Excerpts of pointing data
* * *

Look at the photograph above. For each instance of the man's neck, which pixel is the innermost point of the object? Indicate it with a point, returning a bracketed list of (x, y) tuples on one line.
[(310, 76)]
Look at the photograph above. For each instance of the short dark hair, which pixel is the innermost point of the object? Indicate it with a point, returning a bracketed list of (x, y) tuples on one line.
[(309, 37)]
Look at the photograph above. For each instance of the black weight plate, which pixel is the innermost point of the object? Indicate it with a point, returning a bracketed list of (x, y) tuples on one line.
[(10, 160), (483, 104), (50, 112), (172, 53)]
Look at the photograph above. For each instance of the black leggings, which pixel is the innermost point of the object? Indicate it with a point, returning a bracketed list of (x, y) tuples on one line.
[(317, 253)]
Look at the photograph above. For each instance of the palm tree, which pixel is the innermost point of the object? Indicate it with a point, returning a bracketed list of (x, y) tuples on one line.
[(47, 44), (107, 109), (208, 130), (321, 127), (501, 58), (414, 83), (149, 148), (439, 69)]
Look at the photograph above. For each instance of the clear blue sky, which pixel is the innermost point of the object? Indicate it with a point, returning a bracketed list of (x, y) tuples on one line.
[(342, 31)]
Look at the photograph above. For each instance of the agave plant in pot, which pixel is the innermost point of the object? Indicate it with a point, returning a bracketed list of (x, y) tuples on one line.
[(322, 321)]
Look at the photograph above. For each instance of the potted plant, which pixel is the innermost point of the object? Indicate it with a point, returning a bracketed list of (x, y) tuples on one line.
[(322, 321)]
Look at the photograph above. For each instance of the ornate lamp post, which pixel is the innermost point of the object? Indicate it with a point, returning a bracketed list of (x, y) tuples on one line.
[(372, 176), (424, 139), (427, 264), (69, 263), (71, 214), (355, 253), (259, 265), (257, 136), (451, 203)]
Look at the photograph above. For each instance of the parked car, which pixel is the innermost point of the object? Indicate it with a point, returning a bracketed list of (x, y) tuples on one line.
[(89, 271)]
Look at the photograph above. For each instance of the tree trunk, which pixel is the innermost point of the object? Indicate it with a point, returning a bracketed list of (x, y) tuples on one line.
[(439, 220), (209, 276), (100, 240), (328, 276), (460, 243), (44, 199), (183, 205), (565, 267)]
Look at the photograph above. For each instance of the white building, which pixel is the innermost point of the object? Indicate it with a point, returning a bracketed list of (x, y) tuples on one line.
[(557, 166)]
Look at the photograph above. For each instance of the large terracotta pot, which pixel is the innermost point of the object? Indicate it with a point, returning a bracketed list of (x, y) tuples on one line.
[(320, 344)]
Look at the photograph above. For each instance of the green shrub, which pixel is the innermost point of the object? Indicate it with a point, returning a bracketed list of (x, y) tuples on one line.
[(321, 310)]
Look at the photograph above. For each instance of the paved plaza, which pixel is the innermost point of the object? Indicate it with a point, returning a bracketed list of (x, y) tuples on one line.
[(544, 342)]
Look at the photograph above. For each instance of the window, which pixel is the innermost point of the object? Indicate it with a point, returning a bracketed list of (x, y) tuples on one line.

* * *

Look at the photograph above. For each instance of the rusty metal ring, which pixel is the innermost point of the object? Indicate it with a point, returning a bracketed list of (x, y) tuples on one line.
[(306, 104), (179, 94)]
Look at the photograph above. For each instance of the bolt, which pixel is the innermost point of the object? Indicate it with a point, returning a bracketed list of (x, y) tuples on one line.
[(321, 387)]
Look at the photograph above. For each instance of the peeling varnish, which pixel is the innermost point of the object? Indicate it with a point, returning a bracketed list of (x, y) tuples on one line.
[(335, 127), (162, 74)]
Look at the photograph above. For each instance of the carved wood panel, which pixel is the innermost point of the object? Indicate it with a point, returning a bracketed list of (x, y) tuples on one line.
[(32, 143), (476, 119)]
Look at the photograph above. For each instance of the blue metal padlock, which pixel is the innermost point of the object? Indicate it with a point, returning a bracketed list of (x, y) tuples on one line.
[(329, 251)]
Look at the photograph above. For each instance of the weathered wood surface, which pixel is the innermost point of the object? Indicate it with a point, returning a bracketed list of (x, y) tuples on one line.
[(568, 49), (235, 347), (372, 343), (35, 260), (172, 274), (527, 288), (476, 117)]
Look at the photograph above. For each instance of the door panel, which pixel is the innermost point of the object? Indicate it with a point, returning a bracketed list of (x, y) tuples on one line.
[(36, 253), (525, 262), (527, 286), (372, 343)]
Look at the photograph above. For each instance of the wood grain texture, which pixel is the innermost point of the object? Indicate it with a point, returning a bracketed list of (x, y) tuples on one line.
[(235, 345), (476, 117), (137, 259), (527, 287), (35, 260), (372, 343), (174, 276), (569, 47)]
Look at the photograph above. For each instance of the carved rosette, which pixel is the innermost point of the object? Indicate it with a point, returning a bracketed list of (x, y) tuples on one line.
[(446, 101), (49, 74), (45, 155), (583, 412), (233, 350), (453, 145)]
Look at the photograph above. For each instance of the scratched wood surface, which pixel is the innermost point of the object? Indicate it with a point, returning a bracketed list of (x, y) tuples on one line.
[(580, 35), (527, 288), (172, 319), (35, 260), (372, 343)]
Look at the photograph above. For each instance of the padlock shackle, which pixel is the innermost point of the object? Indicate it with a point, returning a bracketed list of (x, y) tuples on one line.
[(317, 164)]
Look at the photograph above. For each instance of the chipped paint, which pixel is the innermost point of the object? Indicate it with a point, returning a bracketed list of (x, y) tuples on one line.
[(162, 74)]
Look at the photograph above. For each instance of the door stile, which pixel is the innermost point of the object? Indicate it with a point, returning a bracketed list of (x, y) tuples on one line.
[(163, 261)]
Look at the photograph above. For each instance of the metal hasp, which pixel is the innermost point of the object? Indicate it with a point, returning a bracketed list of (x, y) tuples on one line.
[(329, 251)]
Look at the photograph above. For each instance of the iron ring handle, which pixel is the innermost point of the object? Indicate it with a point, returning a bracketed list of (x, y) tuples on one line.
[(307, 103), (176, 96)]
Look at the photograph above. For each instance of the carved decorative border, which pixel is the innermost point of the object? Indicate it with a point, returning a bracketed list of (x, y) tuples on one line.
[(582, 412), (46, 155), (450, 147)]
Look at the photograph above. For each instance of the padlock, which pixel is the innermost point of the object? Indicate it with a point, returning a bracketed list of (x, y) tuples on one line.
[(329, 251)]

* * *

### Brief
Collect every line of the records that contains the string "blue", matching case exactly, and copy each such line in full.

### Written solution
Look at the photograph above. For each instance of the clear blue sky, which pixel is the innermost point of the object? Indicate it with a point, returning a bracketed list of (x, y) tuples on one line.
Look at the photograph above. For each instance of the blue metal padlock, which pixel is the innermost point of the object? Indicate it with a point, returning a bracketed list of (x, y) tuples on one line.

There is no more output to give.